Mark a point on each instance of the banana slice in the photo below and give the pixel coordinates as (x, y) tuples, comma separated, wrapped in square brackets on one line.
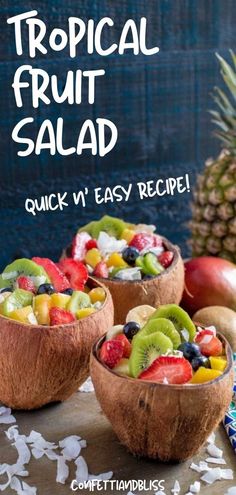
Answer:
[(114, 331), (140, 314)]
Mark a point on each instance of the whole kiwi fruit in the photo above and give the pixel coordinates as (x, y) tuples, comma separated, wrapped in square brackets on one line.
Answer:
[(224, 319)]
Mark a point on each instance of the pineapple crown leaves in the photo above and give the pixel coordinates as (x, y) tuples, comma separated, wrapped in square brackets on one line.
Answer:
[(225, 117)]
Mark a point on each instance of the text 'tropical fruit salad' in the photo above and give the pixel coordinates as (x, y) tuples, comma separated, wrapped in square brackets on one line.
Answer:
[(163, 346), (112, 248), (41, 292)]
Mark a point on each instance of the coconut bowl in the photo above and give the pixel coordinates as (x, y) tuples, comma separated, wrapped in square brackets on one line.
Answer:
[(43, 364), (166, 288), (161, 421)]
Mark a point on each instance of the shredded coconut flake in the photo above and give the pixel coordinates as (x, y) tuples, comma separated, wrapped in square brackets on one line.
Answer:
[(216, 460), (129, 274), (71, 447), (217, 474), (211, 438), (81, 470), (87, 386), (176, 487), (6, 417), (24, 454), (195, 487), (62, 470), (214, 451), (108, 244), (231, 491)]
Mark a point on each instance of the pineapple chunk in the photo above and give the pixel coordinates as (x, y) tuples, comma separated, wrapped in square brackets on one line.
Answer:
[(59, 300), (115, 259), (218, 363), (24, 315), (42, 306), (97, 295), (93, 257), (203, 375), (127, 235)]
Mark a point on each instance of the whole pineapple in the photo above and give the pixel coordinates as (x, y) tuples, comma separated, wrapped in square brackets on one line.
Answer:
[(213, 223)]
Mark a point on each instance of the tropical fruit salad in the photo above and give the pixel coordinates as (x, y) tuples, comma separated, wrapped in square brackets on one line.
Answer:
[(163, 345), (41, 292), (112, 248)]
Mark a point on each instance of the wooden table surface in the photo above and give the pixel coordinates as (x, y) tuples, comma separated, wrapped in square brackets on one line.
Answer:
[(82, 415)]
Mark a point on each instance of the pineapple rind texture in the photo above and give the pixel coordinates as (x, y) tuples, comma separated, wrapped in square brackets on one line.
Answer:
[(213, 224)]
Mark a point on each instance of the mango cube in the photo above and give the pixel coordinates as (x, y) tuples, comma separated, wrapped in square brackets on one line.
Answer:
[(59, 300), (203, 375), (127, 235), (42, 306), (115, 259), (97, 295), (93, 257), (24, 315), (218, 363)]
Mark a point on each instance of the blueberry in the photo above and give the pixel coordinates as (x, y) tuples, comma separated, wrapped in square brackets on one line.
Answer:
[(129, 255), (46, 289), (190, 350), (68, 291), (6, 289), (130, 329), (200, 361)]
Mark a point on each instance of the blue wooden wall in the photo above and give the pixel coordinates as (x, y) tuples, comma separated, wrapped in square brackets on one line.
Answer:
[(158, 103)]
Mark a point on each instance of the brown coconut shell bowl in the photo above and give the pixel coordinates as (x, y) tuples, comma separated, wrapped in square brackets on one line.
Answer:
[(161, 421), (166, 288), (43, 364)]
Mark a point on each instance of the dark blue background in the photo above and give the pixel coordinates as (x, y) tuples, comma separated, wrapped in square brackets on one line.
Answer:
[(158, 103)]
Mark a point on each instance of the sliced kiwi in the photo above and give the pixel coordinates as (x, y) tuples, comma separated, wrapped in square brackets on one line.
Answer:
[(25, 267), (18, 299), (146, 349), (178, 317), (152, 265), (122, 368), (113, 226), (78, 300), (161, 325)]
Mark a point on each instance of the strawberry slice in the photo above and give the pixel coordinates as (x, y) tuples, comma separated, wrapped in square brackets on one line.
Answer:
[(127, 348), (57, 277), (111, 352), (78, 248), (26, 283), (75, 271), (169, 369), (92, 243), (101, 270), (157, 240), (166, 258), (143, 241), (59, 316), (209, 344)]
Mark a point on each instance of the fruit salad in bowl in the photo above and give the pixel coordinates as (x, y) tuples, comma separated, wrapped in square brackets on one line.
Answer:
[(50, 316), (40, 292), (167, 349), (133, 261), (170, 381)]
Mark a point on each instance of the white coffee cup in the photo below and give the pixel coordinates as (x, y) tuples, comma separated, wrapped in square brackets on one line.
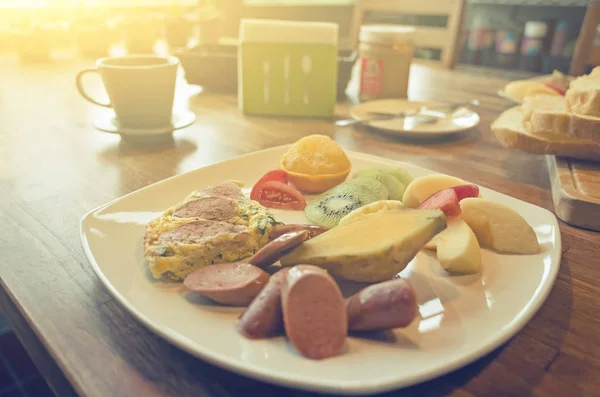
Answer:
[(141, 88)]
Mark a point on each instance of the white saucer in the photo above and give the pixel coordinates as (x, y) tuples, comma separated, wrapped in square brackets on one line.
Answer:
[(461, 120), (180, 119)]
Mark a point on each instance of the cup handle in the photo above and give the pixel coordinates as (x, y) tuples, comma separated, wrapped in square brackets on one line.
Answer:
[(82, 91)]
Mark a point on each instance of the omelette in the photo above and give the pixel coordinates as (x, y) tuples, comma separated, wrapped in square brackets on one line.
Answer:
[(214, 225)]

——

* _DIRECTIONS FOR THIS TASK_
Please return the part of the material that opens with its first line and closes with the line containing "[(163, 346), (112, 248), (41, 292)]", word for word and including both ends, but leave the pictures out.

* _TASK OUTPUT_
Mark a point on each instance of the banana slice in the photo below and give the pixel coordinates as (x, y) tuples, comma separated, wrapped in square brackets on one line.
Answer:
[(114, 331), (140, 314)]
Mark a point on each instance of the whole kiwi fruit in the photo above and give the pixel coordinates as (x, y) tuples, comma separated, wrapped in square brackets on one line.
Answer:
[(224, 319)]
Mark a point on each instance of the pineapple crown leaves in the photo above and give the pixel coordinates as (x, y) tuples, comma separated, wrapped in square brackets on one line.
Answer:
[(225, 117)]
Mark a point on each instance of the text 'tropical fruit salad' in the photo above and give the pixel coordinates as (x, y) tuples, comma separated, wrapped in square brackets on one line.
Answer:
[(163, 346), (112, 248), (41, 292)]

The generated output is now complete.